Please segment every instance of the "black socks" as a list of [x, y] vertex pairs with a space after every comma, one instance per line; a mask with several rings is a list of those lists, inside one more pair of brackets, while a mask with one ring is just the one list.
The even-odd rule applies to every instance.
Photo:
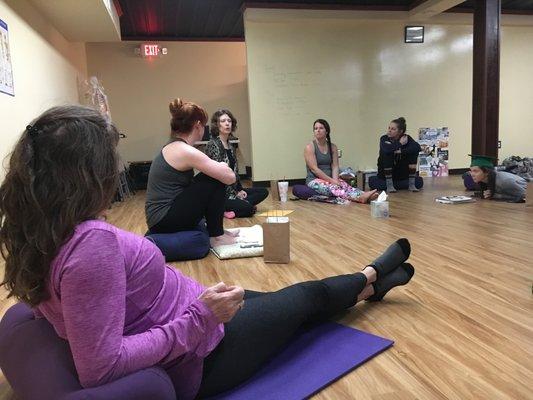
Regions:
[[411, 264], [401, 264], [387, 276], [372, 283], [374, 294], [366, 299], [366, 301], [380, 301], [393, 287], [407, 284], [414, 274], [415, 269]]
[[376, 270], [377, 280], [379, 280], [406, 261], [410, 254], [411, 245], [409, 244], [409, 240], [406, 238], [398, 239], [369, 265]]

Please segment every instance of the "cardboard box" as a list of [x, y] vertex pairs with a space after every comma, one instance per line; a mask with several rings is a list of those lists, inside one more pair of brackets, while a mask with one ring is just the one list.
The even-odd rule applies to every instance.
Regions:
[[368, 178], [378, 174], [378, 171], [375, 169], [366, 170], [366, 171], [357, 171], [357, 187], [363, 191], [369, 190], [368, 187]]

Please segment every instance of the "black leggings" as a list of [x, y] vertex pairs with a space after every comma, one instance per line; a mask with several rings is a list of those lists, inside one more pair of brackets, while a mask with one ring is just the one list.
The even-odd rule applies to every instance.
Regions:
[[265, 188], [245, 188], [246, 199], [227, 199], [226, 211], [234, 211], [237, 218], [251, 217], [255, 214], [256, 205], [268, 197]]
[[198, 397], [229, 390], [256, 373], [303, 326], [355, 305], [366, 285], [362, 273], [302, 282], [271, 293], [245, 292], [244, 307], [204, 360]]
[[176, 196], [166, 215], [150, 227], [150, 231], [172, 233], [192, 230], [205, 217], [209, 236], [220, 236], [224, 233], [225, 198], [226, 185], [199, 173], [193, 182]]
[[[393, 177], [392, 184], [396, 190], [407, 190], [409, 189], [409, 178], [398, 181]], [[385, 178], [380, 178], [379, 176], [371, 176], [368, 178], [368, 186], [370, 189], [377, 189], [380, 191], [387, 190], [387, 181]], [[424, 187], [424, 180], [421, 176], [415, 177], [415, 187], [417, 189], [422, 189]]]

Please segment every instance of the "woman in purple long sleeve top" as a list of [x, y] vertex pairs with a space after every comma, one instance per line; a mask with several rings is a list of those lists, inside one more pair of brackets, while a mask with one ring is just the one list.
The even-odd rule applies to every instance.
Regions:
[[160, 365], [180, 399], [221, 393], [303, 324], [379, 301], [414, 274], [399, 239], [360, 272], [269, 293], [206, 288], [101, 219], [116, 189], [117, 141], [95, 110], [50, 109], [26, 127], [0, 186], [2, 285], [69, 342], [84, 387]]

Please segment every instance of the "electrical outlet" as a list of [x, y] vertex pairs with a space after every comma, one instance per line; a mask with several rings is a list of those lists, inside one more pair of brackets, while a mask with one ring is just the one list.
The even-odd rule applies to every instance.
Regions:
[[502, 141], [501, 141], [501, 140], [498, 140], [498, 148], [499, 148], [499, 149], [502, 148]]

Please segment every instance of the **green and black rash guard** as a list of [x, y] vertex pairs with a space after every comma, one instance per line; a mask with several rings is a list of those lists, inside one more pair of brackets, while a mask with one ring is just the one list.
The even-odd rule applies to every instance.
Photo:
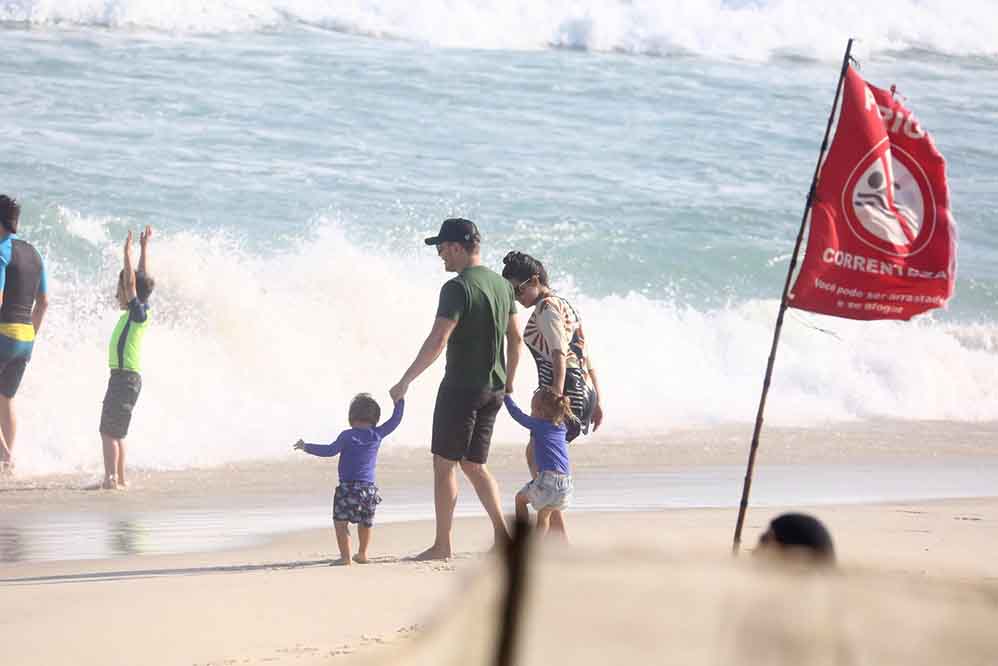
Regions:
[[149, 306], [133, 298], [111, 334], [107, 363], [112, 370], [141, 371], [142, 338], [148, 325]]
--
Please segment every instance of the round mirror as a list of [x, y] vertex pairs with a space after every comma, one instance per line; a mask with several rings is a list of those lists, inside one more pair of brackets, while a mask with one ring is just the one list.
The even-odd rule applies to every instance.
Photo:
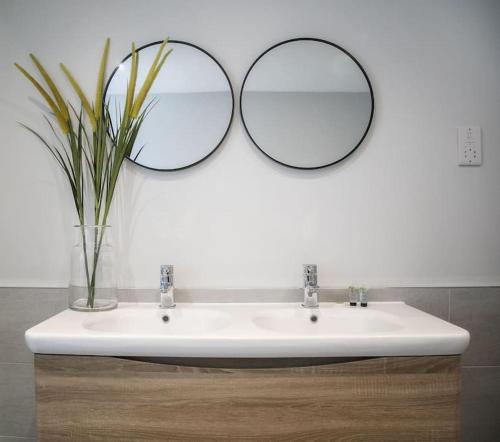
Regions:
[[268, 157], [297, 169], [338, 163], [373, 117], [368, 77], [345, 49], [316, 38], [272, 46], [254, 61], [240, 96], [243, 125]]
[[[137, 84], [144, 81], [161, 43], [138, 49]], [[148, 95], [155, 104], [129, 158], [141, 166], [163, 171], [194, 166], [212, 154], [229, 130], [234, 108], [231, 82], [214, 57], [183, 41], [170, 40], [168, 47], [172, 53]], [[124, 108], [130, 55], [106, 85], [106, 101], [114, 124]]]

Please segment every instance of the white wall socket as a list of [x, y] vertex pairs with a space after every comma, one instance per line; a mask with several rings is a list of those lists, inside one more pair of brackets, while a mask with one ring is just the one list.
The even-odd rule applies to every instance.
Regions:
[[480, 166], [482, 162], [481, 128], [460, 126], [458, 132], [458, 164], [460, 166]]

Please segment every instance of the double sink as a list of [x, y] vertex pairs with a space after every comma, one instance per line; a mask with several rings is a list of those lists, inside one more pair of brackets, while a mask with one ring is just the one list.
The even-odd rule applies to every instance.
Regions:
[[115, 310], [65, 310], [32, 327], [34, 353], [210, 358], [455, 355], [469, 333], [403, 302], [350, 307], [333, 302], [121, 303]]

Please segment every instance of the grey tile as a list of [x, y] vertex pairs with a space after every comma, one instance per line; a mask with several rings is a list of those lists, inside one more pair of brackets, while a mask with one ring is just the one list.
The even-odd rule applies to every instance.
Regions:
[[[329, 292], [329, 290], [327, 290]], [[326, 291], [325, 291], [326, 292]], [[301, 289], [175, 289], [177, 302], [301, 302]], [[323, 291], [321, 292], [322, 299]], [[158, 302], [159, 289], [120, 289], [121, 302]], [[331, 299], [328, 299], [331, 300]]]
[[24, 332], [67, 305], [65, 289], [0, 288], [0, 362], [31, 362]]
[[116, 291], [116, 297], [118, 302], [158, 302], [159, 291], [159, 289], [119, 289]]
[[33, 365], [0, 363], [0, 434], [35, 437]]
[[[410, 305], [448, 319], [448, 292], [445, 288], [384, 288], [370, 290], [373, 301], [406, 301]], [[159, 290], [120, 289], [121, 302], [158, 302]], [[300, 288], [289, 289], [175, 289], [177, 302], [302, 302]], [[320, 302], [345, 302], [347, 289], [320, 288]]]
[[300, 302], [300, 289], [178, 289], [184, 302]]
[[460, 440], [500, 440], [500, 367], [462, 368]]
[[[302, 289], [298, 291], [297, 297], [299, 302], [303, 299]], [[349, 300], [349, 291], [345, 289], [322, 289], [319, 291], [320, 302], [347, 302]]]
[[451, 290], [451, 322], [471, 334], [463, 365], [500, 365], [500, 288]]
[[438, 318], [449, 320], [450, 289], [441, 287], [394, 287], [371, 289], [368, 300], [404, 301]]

**WHAT TO PRODUCE:** The records are above. How many lines in them contain the word "black"? Give the number alone.

**WRITTEN SOLUTION:** 3